— BEGIN Supplied information —

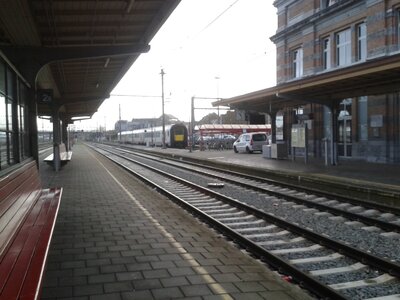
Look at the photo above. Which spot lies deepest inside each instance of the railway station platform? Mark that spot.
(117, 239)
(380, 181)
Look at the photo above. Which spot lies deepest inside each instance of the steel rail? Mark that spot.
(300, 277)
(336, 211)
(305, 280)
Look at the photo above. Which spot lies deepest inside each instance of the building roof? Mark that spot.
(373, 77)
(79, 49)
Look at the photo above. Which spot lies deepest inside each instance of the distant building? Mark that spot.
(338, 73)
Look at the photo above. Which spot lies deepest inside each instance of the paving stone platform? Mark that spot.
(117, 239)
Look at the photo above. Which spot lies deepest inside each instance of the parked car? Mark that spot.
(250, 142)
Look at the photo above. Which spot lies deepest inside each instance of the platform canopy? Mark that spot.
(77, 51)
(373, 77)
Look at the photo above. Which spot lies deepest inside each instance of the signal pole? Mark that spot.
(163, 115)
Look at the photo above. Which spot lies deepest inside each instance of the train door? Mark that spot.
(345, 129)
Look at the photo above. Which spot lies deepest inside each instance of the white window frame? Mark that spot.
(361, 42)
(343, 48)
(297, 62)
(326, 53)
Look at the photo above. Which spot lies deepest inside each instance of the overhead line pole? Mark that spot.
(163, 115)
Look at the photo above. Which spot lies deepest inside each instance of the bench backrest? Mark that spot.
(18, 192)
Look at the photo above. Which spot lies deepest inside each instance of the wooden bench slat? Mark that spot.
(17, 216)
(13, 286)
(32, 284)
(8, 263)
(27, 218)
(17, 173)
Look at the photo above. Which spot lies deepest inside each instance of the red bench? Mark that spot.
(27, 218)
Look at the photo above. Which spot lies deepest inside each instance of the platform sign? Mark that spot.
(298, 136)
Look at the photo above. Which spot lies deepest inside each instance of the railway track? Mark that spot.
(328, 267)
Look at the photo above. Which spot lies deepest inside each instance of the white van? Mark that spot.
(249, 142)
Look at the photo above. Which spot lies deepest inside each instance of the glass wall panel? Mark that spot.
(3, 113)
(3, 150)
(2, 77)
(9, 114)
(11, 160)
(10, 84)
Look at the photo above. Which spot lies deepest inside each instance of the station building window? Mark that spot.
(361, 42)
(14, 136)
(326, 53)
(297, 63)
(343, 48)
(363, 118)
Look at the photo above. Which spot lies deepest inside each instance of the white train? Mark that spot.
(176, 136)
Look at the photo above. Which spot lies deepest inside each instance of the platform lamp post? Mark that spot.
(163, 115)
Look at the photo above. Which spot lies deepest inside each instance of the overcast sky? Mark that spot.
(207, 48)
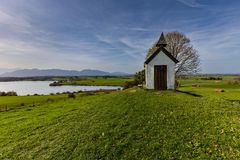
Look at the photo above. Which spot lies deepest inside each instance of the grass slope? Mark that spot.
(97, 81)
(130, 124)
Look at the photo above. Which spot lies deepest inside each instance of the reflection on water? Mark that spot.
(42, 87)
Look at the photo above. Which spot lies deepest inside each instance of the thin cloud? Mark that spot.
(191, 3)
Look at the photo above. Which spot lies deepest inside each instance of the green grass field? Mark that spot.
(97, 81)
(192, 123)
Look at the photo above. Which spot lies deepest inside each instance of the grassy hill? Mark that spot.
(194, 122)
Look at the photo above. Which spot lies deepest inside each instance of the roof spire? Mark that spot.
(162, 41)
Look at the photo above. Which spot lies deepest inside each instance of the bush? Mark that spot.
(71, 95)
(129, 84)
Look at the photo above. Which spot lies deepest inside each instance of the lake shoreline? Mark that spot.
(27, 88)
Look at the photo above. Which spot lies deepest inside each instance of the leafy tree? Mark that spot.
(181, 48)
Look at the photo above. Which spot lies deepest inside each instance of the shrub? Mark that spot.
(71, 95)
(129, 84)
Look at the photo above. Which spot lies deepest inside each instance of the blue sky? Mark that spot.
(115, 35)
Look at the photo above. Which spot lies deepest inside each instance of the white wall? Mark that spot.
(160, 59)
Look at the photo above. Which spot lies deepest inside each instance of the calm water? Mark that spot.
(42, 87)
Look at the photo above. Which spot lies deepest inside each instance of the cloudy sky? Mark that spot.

— END Supplied information —

__Task__.
Rewrite the records from the line containing "calm water? Mark that spot." through the end of the records, both ends included, keeping the requests unchanged. Shift every coordinate in the answers up by 74.

__Solved exercise__.
Look at the photo above. Which spot lies deepest inside each instance of the calm water? Mark that spot.
(116, 161)
Look at the photo above. Which spot lies deepest inside each instance of the cloudy sky? Mark that spot.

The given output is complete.